◆ ACTIVITY: Repeat verbatim, and only, the lines of the data below, beginning at the line that contains "Kindly give the mask of every instance of the tree" and stopping after the line that contains "Kindly give the mask of every instance of the dirt".

(Stored data)
····················

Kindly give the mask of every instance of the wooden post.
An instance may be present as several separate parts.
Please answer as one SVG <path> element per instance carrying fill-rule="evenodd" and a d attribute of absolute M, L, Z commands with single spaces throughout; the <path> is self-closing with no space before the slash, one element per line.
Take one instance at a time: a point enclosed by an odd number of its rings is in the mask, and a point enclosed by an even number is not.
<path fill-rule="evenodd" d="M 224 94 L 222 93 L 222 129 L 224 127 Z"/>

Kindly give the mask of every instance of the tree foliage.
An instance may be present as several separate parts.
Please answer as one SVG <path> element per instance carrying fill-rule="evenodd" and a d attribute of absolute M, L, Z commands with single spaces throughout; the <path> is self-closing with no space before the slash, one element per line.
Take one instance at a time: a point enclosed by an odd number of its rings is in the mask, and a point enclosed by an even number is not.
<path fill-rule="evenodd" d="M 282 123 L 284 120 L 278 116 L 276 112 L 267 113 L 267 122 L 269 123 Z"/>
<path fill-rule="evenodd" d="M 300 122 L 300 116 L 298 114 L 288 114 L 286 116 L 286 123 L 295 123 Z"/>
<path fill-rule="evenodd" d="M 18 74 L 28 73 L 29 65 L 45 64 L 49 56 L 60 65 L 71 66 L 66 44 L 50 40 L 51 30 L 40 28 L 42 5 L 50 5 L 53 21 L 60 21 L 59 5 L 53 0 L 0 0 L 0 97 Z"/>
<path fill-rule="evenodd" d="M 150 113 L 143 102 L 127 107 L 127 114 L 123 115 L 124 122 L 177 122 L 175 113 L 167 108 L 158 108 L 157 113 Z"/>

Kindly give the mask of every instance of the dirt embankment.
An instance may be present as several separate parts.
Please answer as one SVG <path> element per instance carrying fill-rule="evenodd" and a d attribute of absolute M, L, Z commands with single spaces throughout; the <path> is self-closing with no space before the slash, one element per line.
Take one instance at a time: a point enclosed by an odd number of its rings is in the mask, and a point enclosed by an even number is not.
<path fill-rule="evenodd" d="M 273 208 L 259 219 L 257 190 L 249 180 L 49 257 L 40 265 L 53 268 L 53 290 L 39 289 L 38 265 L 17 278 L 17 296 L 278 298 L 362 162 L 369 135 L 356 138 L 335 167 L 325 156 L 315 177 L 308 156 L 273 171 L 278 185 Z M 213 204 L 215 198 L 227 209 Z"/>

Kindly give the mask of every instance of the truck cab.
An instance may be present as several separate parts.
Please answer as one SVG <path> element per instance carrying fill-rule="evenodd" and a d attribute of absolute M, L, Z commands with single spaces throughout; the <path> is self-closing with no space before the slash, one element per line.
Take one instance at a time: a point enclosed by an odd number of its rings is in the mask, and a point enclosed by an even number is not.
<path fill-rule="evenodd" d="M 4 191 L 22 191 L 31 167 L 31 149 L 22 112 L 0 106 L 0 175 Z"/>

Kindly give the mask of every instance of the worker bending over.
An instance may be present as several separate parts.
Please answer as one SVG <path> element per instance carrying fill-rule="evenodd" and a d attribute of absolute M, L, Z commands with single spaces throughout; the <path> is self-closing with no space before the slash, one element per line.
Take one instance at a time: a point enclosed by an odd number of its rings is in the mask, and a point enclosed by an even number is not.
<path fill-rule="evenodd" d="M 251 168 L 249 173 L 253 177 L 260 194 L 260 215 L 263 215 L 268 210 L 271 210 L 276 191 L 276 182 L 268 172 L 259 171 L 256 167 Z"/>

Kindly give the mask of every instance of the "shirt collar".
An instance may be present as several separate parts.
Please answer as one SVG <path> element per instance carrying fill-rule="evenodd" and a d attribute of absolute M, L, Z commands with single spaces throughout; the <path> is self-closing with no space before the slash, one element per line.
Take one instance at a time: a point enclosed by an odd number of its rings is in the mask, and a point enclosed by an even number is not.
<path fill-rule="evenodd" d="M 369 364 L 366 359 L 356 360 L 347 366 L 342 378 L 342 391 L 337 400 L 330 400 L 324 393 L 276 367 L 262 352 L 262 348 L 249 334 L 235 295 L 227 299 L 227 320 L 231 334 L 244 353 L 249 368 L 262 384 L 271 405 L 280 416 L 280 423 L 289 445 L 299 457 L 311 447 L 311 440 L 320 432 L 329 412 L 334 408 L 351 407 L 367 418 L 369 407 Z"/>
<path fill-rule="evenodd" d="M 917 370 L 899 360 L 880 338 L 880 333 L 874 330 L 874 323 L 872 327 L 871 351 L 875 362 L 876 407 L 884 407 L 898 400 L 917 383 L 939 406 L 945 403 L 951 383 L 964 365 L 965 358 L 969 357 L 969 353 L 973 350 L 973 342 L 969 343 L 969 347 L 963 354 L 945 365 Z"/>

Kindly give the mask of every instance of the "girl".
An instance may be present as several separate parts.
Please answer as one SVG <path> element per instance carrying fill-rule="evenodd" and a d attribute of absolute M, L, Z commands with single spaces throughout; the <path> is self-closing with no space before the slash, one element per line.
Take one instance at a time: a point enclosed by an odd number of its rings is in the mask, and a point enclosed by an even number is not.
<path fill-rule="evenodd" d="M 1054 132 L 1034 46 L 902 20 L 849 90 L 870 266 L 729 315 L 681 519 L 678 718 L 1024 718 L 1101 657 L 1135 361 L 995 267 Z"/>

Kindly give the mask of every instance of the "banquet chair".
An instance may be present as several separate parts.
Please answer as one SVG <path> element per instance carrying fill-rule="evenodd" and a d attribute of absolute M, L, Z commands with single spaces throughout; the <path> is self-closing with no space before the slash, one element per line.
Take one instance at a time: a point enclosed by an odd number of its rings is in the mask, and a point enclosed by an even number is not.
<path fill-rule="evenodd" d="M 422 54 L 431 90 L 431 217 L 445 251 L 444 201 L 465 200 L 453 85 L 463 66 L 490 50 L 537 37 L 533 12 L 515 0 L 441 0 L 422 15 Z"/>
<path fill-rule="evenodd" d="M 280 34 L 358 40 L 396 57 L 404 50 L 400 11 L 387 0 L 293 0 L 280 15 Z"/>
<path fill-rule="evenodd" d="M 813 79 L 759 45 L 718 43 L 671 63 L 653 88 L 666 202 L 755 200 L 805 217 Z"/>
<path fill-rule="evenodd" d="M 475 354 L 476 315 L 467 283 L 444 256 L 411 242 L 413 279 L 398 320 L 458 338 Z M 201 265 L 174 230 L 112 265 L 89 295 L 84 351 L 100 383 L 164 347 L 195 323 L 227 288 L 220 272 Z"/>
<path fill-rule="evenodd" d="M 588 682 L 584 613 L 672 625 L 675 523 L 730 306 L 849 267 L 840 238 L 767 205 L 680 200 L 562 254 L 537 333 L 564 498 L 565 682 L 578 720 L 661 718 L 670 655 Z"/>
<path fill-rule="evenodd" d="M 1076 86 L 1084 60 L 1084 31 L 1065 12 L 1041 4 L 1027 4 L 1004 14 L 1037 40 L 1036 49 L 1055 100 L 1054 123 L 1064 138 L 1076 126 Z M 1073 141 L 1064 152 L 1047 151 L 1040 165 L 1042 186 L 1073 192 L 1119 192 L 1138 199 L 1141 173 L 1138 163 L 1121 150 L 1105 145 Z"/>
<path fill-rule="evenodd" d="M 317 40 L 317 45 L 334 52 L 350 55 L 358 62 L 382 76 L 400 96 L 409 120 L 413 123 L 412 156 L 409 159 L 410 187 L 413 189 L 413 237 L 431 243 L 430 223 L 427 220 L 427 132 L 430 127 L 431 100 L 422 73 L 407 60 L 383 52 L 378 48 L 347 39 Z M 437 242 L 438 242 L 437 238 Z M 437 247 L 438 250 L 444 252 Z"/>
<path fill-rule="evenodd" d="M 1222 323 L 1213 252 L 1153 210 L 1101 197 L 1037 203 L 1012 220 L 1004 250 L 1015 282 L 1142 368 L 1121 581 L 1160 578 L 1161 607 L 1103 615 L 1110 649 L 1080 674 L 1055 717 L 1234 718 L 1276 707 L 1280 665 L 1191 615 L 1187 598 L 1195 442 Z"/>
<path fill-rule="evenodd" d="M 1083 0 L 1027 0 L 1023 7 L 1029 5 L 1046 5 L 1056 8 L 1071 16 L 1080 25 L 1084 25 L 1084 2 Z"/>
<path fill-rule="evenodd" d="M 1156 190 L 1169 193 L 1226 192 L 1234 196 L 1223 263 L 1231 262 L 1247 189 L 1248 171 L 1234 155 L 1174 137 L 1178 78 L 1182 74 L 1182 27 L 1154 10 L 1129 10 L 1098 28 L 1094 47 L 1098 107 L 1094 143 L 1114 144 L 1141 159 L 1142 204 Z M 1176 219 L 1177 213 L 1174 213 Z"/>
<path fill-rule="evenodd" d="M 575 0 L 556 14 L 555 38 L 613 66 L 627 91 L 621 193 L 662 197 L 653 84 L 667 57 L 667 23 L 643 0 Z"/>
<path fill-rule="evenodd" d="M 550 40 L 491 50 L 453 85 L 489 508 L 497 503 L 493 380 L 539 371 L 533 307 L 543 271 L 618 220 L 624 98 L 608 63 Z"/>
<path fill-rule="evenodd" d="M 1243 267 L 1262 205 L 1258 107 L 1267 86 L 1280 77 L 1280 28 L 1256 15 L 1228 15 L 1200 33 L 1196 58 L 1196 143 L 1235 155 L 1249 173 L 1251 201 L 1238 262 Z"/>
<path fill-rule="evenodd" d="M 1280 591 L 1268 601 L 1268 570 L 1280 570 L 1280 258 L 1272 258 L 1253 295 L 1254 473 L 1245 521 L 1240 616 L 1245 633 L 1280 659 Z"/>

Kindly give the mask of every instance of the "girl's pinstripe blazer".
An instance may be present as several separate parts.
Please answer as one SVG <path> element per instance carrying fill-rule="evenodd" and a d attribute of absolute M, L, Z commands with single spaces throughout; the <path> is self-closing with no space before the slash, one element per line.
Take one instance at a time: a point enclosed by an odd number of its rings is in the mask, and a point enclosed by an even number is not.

····················

◆ RESULT FOR THIS EXERCISE:
Kindly give the mask of every instance of the tree foliage.
An instance may be present as several separate parts.
Please answer as one SVG <path> element per instance carrying fill-rule="evenodd" and a d attribute of absolute M, L, Z commands with single spaces throughout; the <path> is self-closing with no space before the slash, one element per line.
Take one instance at a time: a point enclosed by an odd number of its rings is in the mask, and a point enclosed by an even number is not.
<path fill-rule="evenodd" d="M 282 123 L 284 120 L 278 116 L 276 112 L 267 113 L 267 122 L 269 123 Z"/>
<path fill-rule="evenodd" d="M 300 122 L 300 116 L 298 114 L 288 114 L 286 116 L 286 123 L 295 123 Z"/>
<path fill-rule="evenodd" d="M 18 74 L 28 73 L 29 65 L 45 64 L 49 56 L 60 65 L 71 66 L 66 44 L 50 40 L 51 30 L 40 28 L 42 5 L 50 5 L 53 21 L 60 21 L 59 5 L 53 0 L 0 0 L 0 97 Z"/>
<path fill-rule="evenodd" d="M 150 113 L 143 102 L 127 107 L 127 114 L 123 115 L 124 122 L 177 122 L 175 113 L 167 108 L 158 108 L 157 113 Z"/>

Kindly give the mask of every instance of the dirt embankment.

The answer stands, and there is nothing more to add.